● Set exercise
Change each "shrub" in the data below to "bush", keep everything else as it stands, and return the lines without the pictures.

● Material
---

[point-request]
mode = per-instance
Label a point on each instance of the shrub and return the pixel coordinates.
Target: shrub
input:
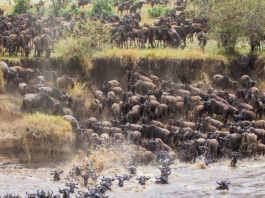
(102, 8)
(232, 19)
(73, 10)
(158, 11)
(21, 6)
(2, 81)
(45, 133)
(85, 40)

---

● Written answer
[point-request]
mode = per-instance
Label a point on each instance of the bush and return the pixel coordinates.
Target: bush
input:
(102, 8)
(232, 19)
(73, 10)
(158, 11)
(21, 6)
(2, 81)
(45, 133)
(85, 40)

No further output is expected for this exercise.